Exercise
Pull out every line in the material below that contains the word "tram", and copy each one in full.

---- Exercise material

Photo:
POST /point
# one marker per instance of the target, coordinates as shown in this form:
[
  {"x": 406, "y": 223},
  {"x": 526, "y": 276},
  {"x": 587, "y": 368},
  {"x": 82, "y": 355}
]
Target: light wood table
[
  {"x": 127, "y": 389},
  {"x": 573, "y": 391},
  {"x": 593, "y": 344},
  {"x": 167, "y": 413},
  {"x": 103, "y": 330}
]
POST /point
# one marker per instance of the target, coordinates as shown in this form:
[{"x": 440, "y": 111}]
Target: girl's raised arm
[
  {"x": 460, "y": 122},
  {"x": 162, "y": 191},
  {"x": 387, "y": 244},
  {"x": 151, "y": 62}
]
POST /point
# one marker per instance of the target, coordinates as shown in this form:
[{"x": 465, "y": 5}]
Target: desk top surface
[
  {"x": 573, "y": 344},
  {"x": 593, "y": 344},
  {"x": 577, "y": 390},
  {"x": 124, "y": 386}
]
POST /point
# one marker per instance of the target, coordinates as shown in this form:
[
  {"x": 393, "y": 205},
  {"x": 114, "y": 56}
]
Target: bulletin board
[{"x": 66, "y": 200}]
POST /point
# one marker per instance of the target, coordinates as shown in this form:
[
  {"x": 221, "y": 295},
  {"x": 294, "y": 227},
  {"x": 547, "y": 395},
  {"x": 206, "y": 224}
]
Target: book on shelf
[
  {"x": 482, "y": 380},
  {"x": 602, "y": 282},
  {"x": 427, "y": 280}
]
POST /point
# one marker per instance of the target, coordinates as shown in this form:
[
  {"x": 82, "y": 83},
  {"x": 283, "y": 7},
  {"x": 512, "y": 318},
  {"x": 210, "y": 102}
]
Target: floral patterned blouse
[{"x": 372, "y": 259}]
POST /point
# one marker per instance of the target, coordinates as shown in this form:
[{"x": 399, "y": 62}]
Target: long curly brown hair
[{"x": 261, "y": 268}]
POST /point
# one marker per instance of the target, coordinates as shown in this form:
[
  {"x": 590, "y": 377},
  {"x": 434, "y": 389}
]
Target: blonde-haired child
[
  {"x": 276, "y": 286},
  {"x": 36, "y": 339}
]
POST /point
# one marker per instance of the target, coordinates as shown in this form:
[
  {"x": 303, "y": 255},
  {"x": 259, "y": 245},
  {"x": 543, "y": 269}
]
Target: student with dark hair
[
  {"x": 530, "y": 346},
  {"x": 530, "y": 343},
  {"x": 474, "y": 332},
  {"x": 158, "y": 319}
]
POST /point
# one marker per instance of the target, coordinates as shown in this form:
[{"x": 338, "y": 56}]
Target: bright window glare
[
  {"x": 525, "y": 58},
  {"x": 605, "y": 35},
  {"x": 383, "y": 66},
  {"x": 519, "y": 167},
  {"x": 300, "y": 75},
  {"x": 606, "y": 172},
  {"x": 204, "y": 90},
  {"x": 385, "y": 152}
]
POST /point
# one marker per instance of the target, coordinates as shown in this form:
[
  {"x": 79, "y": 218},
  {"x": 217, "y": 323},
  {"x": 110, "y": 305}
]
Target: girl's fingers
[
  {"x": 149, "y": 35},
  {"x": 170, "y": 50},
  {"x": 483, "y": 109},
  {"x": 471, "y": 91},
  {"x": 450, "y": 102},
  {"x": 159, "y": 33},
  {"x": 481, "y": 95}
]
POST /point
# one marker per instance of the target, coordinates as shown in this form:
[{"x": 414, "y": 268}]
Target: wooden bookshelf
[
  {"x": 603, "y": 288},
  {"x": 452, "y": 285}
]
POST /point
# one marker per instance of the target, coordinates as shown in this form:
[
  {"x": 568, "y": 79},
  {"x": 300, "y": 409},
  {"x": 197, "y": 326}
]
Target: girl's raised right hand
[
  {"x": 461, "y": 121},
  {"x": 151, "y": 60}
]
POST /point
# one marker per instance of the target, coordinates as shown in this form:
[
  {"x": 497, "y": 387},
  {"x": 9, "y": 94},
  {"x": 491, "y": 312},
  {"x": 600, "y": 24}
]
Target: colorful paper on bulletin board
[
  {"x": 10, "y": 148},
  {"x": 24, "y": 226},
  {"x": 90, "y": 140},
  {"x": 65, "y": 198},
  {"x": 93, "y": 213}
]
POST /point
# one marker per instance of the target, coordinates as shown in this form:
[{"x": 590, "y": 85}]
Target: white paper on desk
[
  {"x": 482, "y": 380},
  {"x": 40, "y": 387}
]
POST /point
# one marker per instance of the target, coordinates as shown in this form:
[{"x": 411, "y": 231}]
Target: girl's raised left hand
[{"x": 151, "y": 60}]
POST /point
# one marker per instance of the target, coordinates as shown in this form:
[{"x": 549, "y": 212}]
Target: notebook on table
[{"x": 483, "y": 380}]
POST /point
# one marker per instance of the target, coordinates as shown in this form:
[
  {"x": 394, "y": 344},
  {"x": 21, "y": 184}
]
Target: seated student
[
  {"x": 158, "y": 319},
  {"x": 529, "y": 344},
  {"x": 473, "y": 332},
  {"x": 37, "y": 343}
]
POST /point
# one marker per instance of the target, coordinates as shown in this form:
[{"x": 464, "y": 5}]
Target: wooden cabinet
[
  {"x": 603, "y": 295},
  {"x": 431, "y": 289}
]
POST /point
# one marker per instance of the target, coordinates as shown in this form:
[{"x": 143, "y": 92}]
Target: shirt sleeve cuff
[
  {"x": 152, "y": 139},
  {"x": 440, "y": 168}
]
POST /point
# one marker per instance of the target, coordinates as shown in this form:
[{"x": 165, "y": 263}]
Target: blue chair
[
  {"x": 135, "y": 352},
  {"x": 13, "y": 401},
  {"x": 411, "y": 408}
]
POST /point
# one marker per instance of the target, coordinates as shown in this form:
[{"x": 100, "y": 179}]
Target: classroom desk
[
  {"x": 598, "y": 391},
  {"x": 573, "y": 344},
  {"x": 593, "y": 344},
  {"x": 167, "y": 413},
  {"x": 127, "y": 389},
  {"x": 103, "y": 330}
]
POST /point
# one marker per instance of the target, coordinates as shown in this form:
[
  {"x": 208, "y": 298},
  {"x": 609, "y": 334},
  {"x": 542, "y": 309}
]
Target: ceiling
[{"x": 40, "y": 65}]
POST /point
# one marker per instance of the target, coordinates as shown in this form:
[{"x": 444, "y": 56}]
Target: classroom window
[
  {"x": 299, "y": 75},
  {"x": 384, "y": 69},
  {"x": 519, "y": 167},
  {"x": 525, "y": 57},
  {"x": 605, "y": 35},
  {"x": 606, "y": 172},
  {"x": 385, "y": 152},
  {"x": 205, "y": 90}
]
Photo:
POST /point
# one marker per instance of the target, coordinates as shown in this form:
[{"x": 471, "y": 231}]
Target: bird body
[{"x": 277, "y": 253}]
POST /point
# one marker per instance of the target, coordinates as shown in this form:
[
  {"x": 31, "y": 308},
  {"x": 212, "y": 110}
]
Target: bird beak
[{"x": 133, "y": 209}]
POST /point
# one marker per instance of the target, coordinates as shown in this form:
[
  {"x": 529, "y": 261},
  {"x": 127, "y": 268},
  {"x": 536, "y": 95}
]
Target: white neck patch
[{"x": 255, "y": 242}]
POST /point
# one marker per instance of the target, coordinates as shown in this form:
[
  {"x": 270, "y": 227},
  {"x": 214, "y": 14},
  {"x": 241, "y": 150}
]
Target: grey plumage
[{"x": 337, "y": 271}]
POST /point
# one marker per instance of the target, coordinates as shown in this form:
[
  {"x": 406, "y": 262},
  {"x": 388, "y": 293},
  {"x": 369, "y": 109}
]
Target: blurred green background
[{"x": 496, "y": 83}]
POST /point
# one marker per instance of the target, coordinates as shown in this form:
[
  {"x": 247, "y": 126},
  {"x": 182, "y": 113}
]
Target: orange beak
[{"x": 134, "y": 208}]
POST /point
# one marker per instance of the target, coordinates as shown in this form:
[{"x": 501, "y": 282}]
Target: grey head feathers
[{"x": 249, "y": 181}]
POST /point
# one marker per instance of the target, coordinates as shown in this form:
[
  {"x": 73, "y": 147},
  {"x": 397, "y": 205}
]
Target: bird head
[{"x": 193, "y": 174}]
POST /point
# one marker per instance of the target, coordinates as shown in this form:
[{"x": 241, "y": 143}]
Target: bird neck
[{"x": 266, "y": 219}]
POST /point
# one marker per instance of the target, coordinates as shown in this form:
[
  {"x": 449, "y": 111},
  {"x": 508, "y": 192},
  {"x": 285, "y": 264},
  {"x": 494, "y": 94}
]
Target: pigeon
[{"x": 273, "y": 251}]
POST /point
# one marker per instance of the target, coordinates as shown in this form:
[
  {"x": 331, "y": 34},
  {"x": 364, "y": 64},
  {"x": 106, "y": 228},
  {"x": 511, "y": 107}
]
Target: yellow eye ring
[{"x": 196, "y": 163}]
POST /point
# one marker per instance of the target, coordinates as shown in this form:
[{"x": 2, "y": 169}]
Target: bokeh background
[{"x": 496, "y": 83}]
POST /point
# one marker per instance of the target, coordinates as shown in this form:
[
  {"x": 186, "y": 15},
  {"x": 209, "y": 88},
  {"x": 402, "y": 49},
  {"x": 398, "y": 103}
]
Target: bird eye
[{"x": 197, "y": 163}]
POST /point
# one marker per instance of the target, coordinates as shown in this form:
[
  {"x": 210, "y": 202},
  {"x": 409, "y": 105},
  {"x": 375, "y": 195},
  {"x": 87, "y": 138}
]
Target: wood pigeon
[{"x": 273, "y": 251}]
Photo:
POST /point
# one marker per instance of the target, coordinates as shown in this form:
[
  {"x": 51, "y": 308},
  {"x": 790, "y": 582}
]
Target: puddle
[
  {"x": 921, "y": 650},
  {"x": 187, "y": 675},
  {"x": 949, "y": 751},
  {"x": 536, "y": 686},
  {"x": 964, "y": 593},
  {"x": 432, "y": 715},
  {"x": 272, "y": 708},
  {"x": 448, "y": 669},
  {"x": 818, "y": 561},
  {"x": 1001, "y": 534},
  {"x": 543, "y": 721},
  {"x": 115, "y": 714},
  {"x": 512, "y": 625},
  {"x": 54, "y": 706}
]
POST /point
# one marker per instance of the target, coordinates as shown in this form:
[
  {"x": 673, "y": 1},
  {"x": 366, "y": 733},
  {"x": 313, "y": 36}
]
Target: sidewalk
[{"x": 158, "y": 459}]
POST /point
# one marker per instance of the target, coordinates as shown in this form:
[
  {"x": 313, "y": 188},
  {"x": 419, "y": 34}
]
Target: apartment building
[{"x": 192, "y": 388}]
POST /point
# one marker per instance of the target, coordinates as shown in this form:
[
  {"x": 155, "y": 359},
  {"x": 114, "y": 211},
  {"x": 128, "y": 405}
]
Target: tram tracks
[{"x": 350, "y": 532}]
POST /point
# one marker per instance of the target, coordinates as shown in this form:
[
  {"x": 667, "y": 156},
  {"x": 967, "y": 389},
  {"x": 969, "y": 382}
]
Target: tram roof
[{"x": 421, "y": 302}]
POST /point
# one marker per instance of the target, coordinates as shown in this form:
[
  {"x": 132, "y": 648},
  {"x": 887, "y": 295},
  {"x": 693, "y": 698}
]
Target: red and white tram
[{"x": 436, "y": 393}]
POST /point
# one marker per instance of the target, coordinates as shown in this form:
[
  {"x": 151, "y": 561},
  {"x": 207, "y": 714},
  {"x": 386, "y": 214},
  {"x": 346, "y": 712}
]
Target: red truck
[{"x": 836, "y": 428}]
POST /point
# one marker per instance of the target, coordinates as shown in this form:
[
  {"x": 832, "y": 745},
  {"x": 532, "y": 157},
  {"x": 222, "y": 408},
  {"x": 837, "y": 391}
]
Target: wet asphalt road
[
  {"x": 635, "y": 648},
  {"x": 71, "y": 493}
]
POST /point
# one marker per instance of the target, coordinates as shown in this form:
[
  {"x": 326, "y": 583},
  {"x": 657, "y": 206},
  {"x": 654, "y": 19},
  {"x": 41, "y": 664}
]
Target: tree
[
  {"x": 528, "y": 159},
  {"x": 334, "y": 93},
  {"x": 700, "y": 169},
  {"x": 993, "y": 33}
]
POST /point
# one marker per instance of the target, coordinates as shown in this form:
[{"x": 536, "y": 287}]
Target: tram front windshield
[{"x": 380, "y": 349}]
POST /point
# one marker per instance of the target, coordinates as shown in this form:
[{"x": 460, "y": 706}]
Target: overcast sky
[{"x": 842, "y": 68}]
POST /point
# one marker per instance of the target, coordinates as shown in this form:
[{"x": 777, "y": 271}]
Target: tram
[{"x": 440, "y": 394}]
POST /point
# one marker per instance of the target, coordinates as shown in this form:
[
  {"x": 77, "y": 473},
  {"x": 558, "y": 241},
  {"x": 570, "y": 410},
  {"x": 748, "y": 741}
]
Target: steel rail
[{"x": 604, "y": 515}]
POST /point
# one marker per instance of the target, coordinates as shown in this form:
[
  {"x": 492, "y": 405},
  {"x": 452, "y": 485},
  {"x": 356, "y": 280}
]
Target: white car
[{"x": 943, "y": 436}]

--------

Reply to the exercise
Target: tram tracks
Target: tram roof
Target: red and white tram
Target: tram front windshield
Target: tram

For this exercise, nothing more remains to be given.